== Enunciado A ==
Desplaza en -137 las coordenadas x e y de las respuestas de los registros, desde la línea que contiene "Check that each instance of the man's eyebrow" hasta el final de los registros, ambos extremos incluidos. Reproduce todas esas líneas, también las que no son respuestas.

Blade Runner, Savater y la crítica


En junio de 1988, la editorial Tusquets publicó Blade Runner, una selección de críticas y ensayos sobre la película homónima, dirigida por Ridley Scott y estrenada seis años antes (el link corresponde a una edición posterior, en otra colección). Un par de meses después, cuando el libro llegó a Chile, escribí un artículo sobre él en la revista APSI. Digo artículo porque era bastante más que una reseña; eran otros tiempos, otros estilos, y todavía un libro podía merecer el lujo de dos páginas en una publicación semanal.

Este año se cumplen 25 años desde el estreno de la película, efeméride que sin duda dará lugar a una nueva ola de comentarios y discusiones acerca de su influencia en el género del cine de ciencia ficción y sobre cuál es mejor, si la versión de 1982 o el "director's cut" que apareció en dvd y que -creo- es la única disponible en el comercio establecido, que en internet seguramente están las dos y muchas más.

No tengo el texto que escribí en esa oportunidad y no es mi intención tampoco entrar a la discusión de cinéfilos sobre Blade Runner; sólo puedo decir que me gustó muchísimo y que he vuelto a verla con placer. Pero, en la lectura del libro, lo más estimulante para mí fue totalmente inesperado: la ácida mirada de Fernando Savater sobre la crítica de cine y sobre los críticos en general. Fue toda una lección de humildad. Yo llevaba poco tiempo escribiendo sobre libros y, a partir del texto de Savater, tuve que afrontar la posibilidad cierta de que, así como yo podía estar en total desacuerdo con colegas de la crítica de libros y de cine, también yo podía ser un guía al contrario, como dice el filósofo español. Transcribo aquí los párrafos más sabrosos de Savater sobre la crítica.

== Material de trabajo ==
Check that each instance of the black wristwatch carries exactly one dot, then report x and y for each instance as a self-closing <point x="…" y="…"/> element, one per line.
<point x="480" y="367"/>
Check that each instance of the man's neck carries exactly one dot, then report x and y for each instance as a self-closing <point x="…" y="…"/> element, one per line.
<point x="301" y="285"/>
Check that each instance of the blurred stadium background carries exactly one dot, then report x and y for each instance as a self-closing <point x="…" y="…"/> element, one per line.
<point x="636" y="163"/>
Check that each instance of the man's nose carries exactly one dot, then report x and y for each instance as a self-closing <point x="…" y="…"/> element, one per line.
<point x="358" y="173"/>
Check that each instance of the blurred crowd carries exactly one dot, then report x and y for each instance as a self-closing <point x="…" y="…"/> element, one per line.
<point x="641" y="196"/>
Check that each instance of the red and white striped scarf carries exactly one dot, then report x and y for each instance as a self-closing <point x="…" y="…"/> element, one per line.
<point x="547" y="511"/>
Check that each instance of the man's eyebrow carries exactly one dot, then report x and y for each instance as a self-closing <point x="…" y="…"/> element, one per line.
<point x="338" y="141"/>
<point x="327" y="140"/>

== Enunciado B ==
Transcribe del texto sobre Blade Runner y la crítica el pasaje que va de "Blade Runner, Savater" a "una publicación semanal.".

== Respuesta A ==
Check that each instance of the man's eyebrow carries exactly one dot, then report x and y for each instance as a self-closing <point x="…" y="…"/> element, one per line.
<point x="201" y="4"/>
<point x="190" y="3"/>

== Respuesta B ==
Blade Runner, Savater y la crítica


En junio de 1988, la editorial Tusquets publicó Blade Runner, una selección de críticas y ensayos sobre la película homónima, dirigida por Ridley Scott y estrenada seis años antes (el link corresponde a una edición posterior, en otra colección). Un par de meses después, cuando el libro llegó a Chile, escribí un artículo sobre él en la revista APSI. Digo artículo porque era bastante más que una reseña; eran otros tiempos, otros estilos, y todavía un libro podía merecer el lujo de dos páginas en una publicación semanal.